> **Requirement**: Among the lines of the data, copy those that hold "before".

> **Collected data**:
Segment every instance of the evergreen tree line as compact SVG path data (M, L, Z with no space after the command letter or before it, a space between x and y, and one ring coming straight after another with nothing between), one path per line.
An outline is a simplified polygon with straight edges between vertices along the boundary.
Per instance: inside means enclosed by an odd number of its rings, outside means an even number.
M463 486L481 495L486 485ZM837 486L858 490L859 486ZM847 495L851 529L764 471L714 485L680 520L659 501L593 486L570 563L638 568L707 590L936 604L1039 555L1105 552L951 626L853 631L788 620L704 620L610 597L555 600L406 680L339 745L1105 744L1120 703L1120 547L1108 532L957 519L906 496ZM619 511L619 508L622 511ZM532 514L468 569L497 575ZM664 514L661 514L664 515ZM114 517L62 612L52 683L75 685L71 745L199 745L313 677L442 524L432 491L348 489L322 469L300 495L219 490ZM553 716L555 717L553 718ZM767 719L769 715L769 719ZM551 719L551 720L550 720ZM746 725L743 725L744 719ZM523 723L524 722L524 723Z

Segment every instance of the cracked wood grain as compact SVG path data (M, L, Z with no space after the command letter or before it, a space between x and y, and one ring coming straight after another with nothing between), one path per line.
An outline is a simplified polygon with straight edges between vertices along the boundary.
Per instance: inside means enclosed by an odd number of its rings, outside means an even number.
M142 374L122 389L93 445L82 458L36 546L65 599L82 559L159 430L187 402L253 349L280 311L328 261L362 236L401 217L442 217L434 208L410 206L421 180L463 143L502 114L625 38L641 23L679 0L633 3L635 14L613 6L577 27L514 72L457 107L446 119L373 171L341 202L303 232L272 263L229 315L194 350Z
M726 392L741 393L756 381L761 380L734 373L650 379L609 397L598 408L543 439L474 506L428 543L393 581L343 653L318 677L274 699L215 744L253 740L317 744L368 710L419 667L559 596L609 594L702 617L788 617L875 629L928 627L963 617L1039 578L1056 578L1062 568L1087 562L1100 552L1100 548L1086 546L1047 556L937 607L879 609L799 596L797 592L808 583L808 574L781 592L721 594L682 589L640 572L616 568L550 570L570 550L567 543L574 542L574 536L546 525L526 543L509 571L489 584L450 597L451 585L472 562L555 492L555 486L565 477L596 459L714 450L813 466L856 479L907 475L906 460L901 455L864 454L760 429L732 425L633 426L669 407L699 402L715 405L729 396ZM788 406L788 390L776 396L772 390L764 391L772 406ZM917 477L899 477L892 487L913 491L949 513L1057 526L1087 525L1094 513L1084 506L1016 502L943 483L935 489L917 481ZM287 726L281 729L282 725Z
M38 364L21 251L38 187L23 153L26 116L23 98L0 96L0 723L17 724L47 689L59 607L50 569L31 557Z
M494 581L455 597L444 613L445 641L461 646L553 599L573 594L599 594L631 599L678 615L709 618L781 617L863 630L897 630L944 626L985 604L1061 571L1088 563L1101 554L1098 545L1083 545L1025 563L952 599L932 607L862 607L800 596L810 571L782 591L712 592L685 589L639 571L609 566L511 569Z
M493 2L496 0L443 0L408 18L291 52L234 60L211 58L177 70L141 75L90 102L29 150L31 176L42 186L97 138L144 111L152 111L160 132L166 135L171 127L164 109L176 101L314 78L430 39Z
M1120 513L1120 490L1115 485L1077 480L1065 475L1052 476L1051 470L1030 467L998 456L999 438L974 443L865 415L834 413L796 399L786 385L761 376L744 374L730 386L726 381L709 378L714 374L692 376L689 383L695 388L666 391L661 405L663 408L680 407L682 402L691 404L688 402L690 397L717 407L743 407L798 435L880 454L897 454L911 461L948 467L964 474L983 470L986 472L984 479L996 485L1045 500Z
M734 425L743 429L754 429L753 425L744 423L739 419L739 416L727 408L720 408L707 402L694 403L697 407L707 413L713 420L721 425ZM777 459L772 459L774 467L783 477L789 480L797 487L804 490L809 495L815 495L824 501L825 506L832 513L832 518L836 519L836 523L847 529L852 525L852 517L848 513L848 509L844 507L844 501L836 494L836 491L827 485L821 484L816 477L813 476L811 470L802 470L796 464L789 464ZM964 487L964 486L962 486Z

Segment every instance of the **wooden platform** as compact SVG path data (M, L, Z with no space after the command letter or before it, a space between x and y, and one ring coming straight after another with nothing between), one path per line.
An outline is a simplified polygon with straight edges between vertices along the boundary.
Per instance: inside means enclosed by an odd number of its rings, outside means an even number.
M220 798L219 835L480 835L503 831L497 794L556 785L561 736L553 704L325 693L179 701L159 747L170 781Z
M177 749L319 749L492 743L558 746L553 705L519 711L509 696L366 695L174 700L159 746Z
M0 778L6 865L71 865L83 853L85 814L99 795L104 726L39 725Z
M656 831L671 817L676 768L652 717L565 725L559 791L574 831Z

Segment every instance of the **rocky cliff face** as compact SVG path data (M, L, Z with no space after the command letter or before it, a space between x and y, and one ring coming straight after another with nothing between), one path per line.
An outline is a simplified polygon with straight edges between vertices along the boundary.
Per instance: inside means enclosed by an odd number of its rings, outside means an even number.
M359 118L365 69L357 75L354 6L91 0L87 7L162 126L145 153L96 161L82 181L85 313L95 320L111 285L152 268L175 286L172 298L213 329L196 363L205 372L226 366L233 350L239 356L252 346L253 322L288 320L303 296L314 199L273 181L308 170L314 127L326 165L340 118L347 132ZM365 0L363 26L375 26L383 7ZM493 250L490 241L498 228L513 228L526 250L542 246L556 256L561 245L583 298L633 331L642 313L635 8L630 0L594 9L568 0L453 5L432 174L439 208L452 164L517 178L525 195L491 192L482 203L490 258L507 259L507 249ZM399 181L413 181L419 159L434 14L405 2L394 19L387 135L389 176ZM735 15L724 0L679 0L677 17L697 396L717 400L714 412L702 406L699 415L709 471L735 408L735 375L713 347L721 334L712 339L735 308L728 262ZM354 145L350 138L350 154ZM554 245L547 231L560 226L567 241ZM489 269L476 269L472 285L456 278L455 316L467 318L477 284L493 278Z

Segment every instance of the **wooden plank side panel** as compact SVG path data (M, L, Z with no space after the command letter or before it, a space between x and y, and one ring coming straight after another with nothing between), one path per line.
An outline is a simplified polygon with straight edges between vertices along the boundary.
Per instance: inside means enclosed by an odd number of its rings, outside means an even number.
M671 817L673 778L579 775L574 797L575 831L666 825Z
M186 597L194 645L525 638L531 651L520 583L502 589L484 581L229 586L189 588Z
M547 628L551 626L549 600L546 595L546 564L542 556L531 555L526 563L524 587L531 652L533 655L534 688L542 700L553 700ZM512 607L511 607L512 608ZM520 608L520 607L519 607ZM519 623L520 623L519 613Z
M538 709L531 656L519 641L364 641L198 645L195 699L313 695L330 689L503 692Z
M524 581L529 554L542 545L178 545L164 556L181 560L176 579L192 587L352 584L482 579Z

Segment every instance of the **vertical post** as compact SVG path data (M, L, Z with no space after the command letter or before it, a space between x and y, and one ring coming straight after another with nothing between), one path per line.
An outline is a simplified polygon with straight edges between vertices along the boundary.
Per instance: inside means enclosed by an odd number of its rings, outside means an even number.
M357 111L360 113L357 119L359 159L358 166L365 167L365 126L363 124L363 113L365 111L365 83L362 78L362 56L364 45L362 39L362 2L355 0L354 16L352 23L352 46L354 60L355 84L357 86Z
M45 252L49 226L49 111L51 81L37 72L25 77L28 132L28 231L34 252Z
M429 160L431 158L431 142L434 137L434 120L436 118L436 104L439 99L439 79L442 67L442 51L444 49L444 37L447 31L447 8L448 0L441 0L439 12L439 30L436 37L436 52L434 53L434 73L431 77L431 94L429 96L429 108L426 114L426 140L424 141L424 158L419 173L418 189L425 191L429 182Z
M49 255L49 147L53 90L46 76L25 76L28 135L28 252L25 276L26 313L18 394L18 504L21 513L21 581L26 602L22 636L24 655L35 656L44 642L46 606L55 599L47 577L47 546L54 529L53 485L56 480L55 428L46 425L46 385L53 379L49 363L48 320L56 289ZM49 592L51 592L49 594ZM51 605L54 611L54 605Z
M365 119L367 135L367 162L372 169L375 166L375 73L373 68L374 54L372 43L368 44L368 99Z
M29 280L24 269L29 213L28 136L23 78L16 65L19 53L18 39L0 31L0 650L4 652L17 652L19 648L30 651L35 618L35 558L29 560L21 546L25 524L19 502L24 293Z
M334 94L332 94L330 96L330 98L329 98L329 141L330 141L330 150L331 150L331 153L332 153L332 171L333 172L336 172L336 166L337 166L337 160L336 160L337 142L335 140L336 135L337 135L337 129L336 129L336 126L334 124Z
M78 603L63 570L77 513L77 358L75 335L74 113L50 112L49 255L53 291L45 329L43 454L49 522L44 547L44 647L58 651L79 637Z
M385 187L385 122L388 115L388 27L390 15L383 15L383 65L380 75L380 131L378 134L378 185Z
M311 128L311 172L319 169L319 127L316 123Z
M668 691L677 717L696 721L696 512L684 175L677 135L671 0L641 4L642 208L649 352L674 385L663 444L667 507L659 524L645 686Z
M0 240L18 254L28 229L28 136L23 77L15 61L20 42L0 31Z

> **Response**:
Segment every instance of the evergreen tree line as compact SVG path data (M, L, Z with no space after the command letter or before it, a space between x and y, and one ring coming straight after another with nothing between), one path per line.
Segment every instance of the cracked wood grain as compact SVG path data (M, L, Z with no space after the command letter or before it, a space between x and y, and one ring coming straight after another with nothing between), one path per line.
Segment every instance of the **wooden platform** as compact SVG path data (M, L, Z with no space after the command letter or before it, a space between x and y, and one ring coming straight after another with nothing between), one path per line.
Segment every instance of the **rocky cliff face** as compact SVG path data (M, L, Z with no space after the command letter or before it, a space between x and y, and one ring coming straight after another with nothing between), one path per line.
Segment every instance of the **wooden plank side panel** as compact SVG path data (M, L, Z with no space after the command letter or before it, a space between x and y, and one ring coming straight after another with nothing between), one path per line.
Segment every instance of the **vertical post** as compact SVG path data (M, L, Z with no space after the command letter or before it, a space between x and y, and one ring coming straight after another with nothing between), one path per line.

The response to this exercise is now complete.